> [Kutipan Sumber]
%%
Apa yang dimaksud analisis wacana kritis?

books

Wacana dan wacana kritis merupakan dua hal yang berbeda. Geoffrey Leech dan Michael Short mengemukakan bahwa wacana adalah komunikasi linguistik yang merupakan transaksi antara komunikator dan komunikan, sebagai aktivitas interpersonal yang bentuknya ditentukan dari tujuan sosialnya. Sementara itu, teks adalah komunikasi linguistik (baik lisan maupun tertulis) yang merupakan suatu pesan yang disalurkan dalam media.

Beberapa ilmuwan mengkaitkan wacana dengan ideologi seperti Roger Fowler yang menyatakan bahwa wacana merupakan bentuk lisan maupun tertulis dari pandangan keyakinan dan nilai; mode wacana yang berbeda menampilkan representasi pengalaman yang berbeda, dan sumber representasi ini adalah konteks komunikatif dimana wacana tertanam (Hawthorn, 1992).

Analisis wacana dapat dilihat sebagai reaksi terhadap bentuk linguistik tradisional (formal, struktural linguistik) yang berfokus pada unit konstituen dan struktur kalimat dan tidak peduli dengan analisis bahasa yang digunakan. Berbeda dengan linguistik formal, analisis wacana berkaitan dengan menerjemahkan gagasan struktur dari tingkatan kalimat yaitu hubungan gramatikal seperti subjek-kata kerja-objek, ke tingkat teks yang lebih panjang. Komunikasi yang terjadi antara komunikator dengan komunikan tidak dalam bentuk kalimat tunggal saja,oleh karena itu analis wacana kritis terhadap kecenderungan ahli bahasa untuk berkonsentrasi hanya pada struktur kalimat (Mills, 1997).
%%
> [Data yang Diberikan]
%%
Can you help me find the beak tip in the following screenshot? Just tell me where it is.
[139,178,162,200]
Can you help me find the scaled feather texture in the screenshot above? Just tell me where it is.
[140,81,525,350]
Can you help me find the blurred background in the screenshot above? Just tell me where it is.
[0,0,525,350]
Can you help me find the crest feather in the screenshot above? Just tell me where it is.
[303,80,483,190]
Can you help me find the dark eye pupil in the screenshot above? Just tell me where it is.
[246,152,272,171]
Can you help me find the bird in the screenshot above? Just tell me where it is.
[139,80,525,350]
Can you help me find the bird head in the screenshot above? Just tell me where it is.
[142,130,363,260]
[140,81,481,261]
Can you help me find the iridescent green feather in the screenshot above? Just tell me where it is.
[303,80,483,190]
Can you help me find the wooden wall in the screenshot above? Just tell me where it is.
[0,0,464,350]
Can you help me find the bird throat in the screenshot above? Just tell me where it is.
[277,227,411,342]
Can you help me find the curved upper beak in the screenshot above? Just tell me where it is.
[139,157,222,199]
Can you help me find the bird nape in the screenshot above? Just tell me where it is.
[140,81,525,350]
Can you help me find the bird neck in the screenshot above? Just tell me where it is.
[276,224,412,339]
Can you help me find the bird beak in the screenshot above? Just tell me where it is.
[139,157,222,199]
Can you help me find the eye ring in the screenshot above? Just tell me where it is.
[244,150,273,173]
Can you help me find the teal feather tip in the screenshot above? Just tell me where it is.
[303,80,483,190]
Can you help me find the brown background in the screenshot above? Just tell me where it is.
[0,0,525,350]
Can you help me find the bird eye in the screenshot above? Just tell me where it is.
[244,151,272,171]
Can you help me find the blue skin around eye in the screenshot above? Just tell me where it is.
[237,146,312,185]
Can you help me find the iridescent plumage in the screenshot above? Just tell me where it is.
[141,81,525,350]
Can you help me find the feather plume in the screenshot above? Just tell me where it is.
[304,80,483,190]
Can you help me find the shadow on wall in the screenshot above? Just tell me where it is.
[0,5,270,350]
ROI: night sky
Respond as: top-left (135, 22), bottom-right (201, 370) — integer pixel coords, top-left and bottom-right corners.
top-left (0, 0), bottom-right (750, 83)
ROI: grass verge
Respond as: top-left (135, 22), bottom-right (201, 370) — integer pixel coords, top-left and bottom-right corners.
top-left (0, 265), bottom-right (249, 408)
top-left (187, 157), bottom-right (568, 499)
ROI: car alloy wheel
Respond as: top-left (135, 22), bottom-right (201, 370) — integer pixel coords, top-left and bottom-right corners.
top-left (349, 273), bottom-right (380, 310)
%%
> [Tujuan 1] Menurut Geoffrey Leech dan Michael Short dalam kutipan tentang analisis wacana kritis, apa yang menentukan bentuk wacana sebagai aktivitas interpersonal?
> [Tujuan 2] Teruskan kutipan tentang analisis wacana kritis mulai setelah kalimat terakhirnya.
Materi ini tidak perlu digunakan.

> [Jawaban Tugas 1] Bentuk wacana ditentukan oleh tujuan sosialnya.

> [Jawaban Tugas 2]
Sara Mills berpendapat bahwa konteks dan pernyataan merupakan hal yang penting dalam sebuah wacana dan merupakan “blok pembangun wacana yang paling mendasar” karena keduanya adalah ungkapan atau bagian dari teks yang memiliki efek (Mills, 1997). Sara Mills juga mengemukakan bahwa wacana bukanlah sesuatu yang berdiri sendiri melainkan terdapat elemen seperti efek, konsep, ide, pendapat, cara berperilaku yang menciptakan struktur wacana tersebut

CDA (Critical Discourse Analysis) sendiri berawal dari Linguistik Kritis/ Critical Linguistics” . CDA dapat dilihat sebagai pengembangan “Linguistik Kritis”, yang memperluas perspektif kritis dalam studi analisis wacana. Istilah Critical Linguistics pertama kali dikenal dalam buku Language and Control yang ditulis oleh Roger Fowler dan Gunther Kress pada tahun 1979. Fowler dan Kress adalah dua ahli yang diakui dalam studi tentang Linguistik Kritis. Menurut Fowler dan Kress, Analisis Linguistik Kritis dapat menjadi alat yang ampuh untuk studi proses ideologis, yang memediasi hubungan kekuasaan dan kontrol (Fowler, Hodge, Kress, & Trew, 1979). Fokus penelitian dari studi Roger Fowler dipusatkan pada teori dan metodologi, sedangkan Gunther Kress berkontribusi banyak pada aplikasi spesifik mengenai teori linguistik kritis. Kress percaya bahwa CDA adalah sejenis instrumen linguistik, yang harus digunakan dan dapat diterapkan pada situasi analisis wacana praktis. Melalui penggunaan metode analitis sosial dan linguistik, Roger Fowler, Gunther Kress, dan banyak ahli lingustik kritis lainnya melakukan serangkaian penelitian tentang bagaimana wacana berfungsi baik dalam proses politik maupun proses ideologis (Liu & Guo, 2016).

Beberapa pemikir yang memberikan sumbangsih dalam analisis wacana kritis diantaranya ialah Ruth Wodak, Michael Foucault, Antonio Gramsci , dan Louis Althusser. Ruth Wodak adalah tokoh terkenal dalam studi CDA, yang telah mengusulkan berbagai studi tentang wacana tertentu terkait dengan diskriminasi, prasangka, rasisme, dan sebagainya… Pendekatan analisis wacana historis dari CDA dikembangkan oleh Wodak, yang melakukan studi tentang wacana anti-semitisme pada tahun 1990, dan yang menekankan peran konteks historis dalam analisis wacana. Studi Wodak menekankan pada diskriminasi rasial dan wacana politik dan pendekatan analitisnya didasarkan pada ide-ide dari Frankfurt School , dan sosiolinguistik pada tradisi Bemsteinian (Liu & Guo, 2016)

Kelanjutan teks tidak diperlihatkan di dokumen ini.